Mr. Correa was rescued 12 hours later by the military, but he claimed that a coup attempt had been averted. Latin American leaders, on alert after Manuel Zelaya was ousted from the presidency of Honduras in his pajamas last summer, rushed to the Andean leader's defense.
Others doubt his claim of a coup but say the events of Sept. 30 equally underline threats to democracy in Ecuador. Correa, they say, is a president with too much consolidated power, so much that citizens feel street protests are the only viable way to try to resolve their disputes.
As Ecuador sorts out what really happened last month, Latin America is taking stock of where its democracy stands today. In some countries, it is robust. Although still vulnerable to strongman presidents, democracy has widely taken root across Latin America, the United Nations said in report this month.
The claim of a coup in Ecuador came just as Brazilians went to the polls to vote in a new leader, since it is time for the wildly popular Luiz Inácio Lula da Silva to step down. A quiet first round of voting heads into a runoff Oct. 31 between Mr. da Silva's handpicked successor, Dilma Rousseff, and centrist opposition challenger Jose Serra.
Some leaders inflate power
Brazil's voters and those across the region are showing a maturity in selecting leaders, demanding economic stability and responsible social inclusion, regardless of ideology. And yet in other countries around the region, leaders have inflated executive power at the expense of other institutions, reversing gains made in the past 20 years across the region.

-=-=-=-=-

> _Work instructions_:
1. Answer these about the article on democracy in Latin America:
(a) Who rescued Mr. Correa, and how long did it take?
(b) Which two candidates face each other in the Oct. 31 runoff?
(c) What did the United Nations report say about democracy across Latin America?
2. Copy the article on democracy in Latin America from "As Ecuador sorts" up to and including "report this month.", but switch "Latin America" to "the region".

> _Entries_:
-=-=-=-=-

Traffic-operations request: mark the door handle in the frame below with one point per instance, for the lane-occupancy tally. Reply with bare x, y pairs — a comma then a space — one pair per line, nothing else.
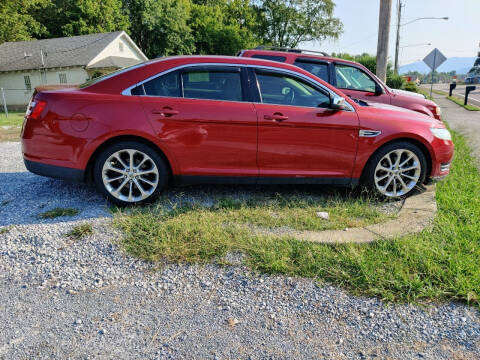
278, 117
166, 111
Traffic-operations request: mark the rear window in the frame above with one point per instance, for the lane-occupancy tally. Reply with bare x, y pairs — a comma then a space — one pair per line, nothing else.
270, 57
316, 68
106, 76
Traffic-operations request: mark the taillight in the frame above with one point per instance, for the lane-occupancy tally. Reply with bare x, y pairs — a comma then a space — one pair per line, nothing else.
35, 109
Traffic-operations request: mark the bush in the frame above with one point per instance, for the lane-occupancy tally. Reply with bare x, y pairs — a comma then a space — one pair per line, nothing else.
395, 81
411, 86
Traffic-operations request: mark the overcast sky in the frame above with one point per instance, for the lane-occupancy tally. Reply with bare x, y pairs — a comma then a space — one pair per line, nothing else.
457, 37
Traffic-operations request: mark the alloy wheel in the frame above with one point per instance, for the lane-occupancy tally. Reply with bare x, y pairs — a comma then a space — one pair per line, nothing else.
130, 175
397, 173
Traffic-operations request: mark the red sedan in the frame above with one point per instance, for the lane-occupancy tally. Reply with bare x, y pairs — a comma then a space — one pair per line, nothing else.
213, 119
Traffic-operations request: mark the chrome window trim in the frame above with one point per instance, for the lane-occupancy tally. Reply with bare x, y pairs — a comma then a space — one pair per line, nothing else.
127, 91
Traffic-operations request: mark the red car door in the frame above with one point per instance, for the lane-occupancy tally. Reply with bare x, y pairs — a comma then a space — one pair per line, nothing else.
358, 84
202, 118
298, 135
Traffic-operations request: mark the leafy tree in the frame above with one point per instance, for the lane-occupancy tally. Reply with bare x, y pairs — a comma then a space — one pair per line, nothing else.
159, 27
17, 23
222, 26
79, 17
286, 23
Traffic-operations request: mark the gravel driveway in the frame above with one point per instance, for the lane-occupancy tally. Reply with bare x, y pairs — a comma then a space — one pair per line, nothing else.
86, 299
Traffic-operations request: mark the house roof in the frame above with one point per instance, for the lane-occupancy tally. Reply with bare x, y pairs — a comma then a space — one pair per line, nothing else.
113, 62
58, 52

-=-=-=-=-

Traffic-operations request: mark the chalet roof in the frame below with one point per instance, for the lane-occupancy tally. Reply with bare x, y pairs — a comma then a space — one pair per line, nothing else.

-=-=-=-=-

> _Task-by-task answers_:
1.
(a) The military rescued him 12 hours later.
(b) Dilma Rousseff and Jose Serra.
(c) Democracy has widely taken root across Latin America, although it is still vulnerable to strongman presidents.

2.
As Ecuador sorts out what really happened last month, the region is taking stock of where its democracy stands today. In some countries, it is robust. Although still vulnerable to strongman presidents, democracy has widely taken root across the region, the United Nations said in report this month.